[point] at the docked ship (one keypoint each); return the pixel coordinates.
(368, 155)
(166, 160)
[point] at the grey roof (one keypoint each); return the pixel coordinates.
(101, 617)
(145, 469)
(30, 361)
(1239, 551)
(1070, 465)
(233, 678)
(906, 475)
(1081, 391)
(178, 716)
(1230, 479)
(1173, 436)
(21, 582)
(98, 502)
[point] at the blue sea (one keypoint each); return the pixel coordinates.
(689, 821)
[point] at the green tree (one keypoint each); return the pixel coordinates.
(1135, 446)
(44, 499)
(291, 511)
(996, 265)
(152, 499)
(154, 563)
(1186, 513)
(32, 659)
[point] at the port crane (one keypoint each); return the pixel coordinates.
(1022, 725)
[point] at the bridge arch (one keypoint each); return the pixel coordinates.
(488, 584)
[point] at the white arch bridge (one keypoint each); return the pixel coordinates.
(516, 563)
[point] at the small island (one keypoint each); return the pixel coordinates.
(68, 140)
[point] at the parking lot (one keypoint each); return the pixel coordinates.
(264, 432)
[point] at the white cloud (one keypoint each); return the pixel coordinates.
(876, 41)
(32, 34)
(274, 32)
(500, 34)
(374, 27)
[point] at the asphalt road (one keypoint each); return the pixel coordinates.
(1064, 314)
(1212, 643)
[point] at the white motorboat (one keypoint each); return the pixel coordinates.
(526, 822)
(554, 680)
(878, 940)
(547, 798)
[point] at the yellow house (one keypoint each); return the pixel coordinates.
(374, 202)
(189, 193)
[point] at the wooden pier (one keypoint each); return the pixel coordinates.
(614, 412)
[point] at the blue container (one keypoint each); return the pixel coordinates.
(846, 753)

## What to work on
Transcribe the data above so that every line matches exactly.

## Reply
[point] at the docked ship (one keypoint each); return the pixel coordinates.
(368, 155)
(166, 160)
[point] at the grey roof (one keypoint each); return the pixel coordinates.
(101, 617)
(145, 469)
(30, 361)
(1239, 551)
(1070, 465)
(233, 678)
(906, 475)
(1081, 391)
(178, 716)
(1230, 479)
(1173, 436)
(21, 582)
(98, 502)
[point] at the blue sea (one keypoint each); return the pixel coordinates.
(689, 821)
[point] at the green tree (one keypoint each); return the pixel coordinates.
(1135, 446)
(44, 499)
(291, 511)
(996, 265)
(152, 499)
(154, 563)
(1186, 513)
(32, 659)
[point] at the port crane (one keypoint each); return the pixel coordinates.
(1022, 725)
[point] at the bridge arch (one keypoint each); return the pixel coordinates.
(488, 584)
[point] at the white arch bridge (one keypoint each); return the pixel coordinates.
(516, 563)
[point] at the small island (one keypoint each); return the pixel coordinates.
(68, 140)
[point] at the parking lot (one keypoint each); return the pixel coordinates.
(264, 432)
[point] at the white cloud (one keypoint each); return the pixel coordinates.
(876, 41)
(32, 34)
(274, 32)
(500, 34)
(374, 27)
[point] at the asphalt road (one keypoint each); return the pixel coordinates.
(1064, 314)
(1212, 643)
[point] at the white motorboat (one keypoint each); return the pixel coordinates.
(526, 822)
(554, 680)
(878, 940)
(547, 798)
[point] at the yellow house (one keypoint each); return the pixel coordinates.
(374, 202)
(189, 193)
[point] at the wooden pier (one keypoint each); return the pixel coordinates.
(614, 412)
[point] at the blue container (one keypoint each); return the pixel coordinates.
(846, 753)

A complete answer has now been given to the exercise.